Kamis, 24 Februari 2011

NU VS NKRI

Nahdhotu Ulama’ adalah jam’iyah atau organisasi masyarkat keagamaan yang sangat besar. jam’iyah yang pernah di pimpin Gus Dur ini meninggalkan banyak sejarah yang tak terlupakan bagi bangsa Indonesia. Dalam kaitanya Nahdhotu Ulama’’ mempunyai peran dalam menyukseskan pengakuan masyrakat terhadap Indonesia sebagai neagara kesuatuan repoblik Indonesia. Dari banyak suku yang ada, dari bermacam-macam agama juga ragam kebudayaan dan kalangan mengakui akan adanya Negara kesatuan repoblik Indonesia.

Nahdhotu Ulama’ mampu merangkul semua pihak dan menyetujui tentang pancasila sebagai prinsip dasar Negara repoblik Indonesia, dan juga melegitimasi penerapan hokum formil sebagai peraturan yang mengundangkan berbagai pesoalan hokum di Indonesia. Hokum yang diadopsi dari belanda sebagai perundang-undang untuk Negara indonesia itu walau dianggap tak sejalan dengan prinsip islam yang sebagaimana tercatat dalam historis islam dalam perkembanganya tetap di setujui oleh masyarakat intelek Nahdhotu Ulama’. Hal ini tebuki saat dilakukannya munas Alim Ulama’ pada tahun 1983 dan juga muktamar Nahdhotu Ulama’ pada tahun 1984 disitubondo yang menyepakati tentang kebulatan pancasila sebagai prinsip dan karakter Negara indonesia.

Sulit memang memahami gerak-gerik Nahdhotu Ulama’ sebagai jam’iyah atau organisasi masyarakat keagamaan ini. Sering sekali kita melihat ketimpangan-ketimpangag kultur yang banyak orang menganggap masyarakat nahdiyin sangat kolot, primitive dan lain sebagainya, tapi ironinya jam’iyah kemasyarkatan keagamaan ini malah meyetujui pemeberlakuan hokum formil hasil adopsian dari Negara kafir (civi low system Dari Belenda) dan mengiyahkan pancasila sebagai dasar pemikiran Indonesia. hal lebih mengejutkan lagi salah satu tokoh dari dari jam’iyah ini mengiyahkan masyarakat’ atau agama pendantang sebagai agama yang diakui oleh Negara kita. Masyarakat Indonesia pun akan terkaget dengan keputusan ini “wong gak ikut berjuang dan mengusir penjajah ko’ malah diakui sebagi bagian dari Negara ini. Siapalagi tokoh itu kalau bukan Gus Dur yang notabenya cucu dari pendiri jam’iyah ini. Hal ini bukan tidak beralasan. Karena dalam jam’iyah ini mepunyai prinsip yang sangat mendasar untuk memberikan simpulan keputusan keputusan itu.

▶ _Data Sumber_
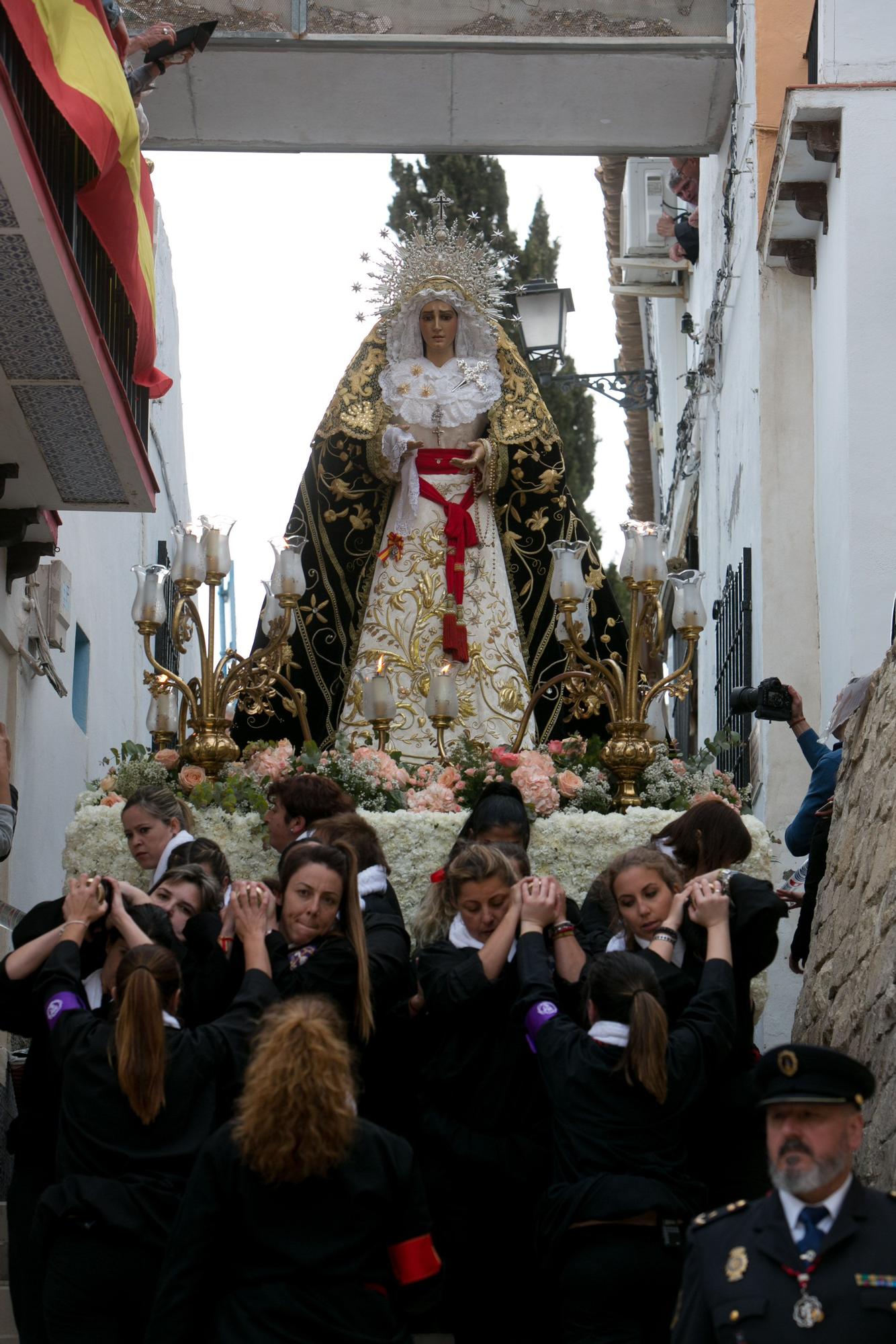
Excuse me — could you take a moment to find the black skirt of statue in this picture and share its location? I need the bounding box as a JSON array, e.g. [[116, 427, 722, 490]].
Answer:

▶ _Petunjuk Tugas_
Ringkaslah tulisan tentang NU dan NKRI di atas dalam dua kalimat.

▶ _Jawaban Tertulis_
NU adalah organisasi kemasyarakatan keagamaan yang sangat besar, pernah dipimpin Gus Dur, dan berperan dalam menyukseskan pengakuan masyarakat terhadap Negara Kesatuan Republik Indonesia. Meski banyak orang menganggap warga nahdiyin kolot, NU menyetujui Pancasila sebagai dasar negara dan hukum formil yang diadopsi dari Belanda, sebagaimana disepakati dalam Munas Alim Ulama tahun 1983 dan Muktamar NU tahun 1984 di Situbondo.